• [Extracted material]
-- Opening Marker --

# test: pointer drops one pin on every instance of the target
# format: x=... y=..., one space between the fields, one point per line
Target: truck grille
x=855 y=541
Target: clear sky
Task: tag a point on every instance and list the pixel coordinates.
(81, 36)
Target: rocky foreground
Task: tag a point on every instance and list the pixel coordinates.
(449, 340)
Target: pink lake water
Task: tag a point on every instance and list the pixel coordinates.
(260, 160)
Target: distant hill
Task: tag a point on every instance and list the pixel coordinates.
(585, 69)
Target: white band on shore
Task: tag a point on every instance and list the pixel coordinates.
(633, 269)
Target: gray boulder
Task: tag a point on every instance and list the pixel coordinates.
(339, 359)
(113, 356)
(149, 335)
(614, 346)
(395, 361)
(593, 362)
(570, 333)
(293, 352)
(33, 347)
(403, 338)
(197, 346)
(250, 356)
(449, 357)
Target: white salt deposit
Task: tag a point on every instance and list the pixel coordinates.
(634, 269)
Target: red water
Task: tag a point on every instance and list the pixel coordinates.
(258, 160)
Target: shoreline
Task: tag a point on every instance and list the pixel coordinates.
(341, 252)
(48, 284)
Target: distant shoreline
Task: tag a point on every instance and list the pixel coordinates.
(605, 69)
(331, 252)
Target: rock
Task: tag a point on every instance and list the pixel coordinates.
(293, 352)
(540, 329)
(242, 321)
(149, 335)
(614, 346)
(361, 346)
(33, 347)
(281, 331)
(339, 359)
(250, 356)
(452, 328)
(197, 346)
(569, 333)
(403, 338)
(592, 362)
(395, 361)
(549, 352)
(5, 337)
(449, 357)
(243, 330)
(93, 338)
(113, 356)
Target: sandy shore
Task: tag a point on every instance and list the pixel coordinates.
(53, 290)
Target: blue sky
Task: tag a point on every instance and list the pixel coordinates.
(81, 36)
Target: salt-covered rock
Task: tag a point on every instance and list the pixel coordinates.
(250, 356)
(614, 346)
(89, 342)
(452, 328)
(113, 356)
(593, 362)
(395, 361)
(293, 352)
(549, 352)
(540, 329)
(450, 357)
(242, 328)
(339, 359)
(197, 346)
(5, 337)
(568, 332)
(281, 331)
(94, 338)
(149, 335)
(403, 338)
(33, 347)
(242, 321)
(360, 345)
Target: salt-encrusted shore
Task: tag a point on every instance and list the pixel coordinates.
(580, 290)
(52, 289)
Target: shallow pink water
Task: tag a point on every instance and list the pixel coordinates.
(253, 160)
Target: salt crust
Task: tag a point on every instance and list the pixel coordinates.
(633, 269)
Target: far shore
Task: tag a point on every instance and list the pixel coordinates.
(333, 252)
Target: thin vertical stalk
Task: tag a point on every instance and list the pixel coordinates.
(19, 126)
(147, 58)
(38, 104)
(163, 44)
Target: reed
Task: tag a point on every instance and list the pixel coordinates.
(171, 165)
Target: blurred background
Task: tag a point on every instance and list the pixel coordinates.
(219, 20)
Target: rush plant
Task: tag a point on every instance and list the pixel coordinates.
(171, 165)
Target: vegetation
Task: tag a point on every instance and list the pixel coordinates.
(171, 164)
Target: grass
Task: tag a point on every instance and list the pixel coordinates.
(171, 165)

-- Closing Marker --

• [Task to carry out]
The reply should hold only the lines of the listing above starting at the line containing "Target: pink lake water" and ending at the line containing "Target: sandy shore", exactly as written.

• [Result]
Target: pink lake water
Task: tag a point on every instance and list the pixel coordinates.
(260, 160)
Target: distant hill
Task: tag a point on every instance and list the pixel coordinates.
(585, 69)
Target: white band on shore
Task: tag a point on every instance and list the pixel coordinates.
(633, 269)
Target: gray boulder
Task: tag a point on every instance and list the pixel coordinates.
(339, 359)
(113, 356)
(149, 335)
(614, 346)
(395, 361)
(593, 362)
(570, 333)
(293, 352)
(33, 347)
(403, 338)
(197, 346)
(250, 356)
(449, 357)
Target: white salt deposit
Task: tag a point on every instance and list the pixel coordinates.
(634, 269)
Target: red water
Task: tag a point on every instance and list the pixel coordinates.
(258, 160)
Target: shoreline
Task: tag a point on every instance and list the pixel coordinates.
(341, 252)
(48, 284)
Target: distant shoreline
Task: tag a point on every instance and list the pixel coordinates.
(605, 69)
(331, 252)
Target: rock
Task: tag a point on every instance and list the pixel coordinates.
(293, 352)
(540, 329)
(242, 321)
(149, 335)
(614, 346)
(361, 346)
(33, 347)
(281, 331)
(339, 359)
(250, 356)
(452, 328)
(197, 346)
(569, 333)
(403, 338)
(592, 362)
(395, 361)
(549, 352)
(5, 337)
(449, 357)
(243, 330)
(93, 338)
(113, 356)
Target: sandy shore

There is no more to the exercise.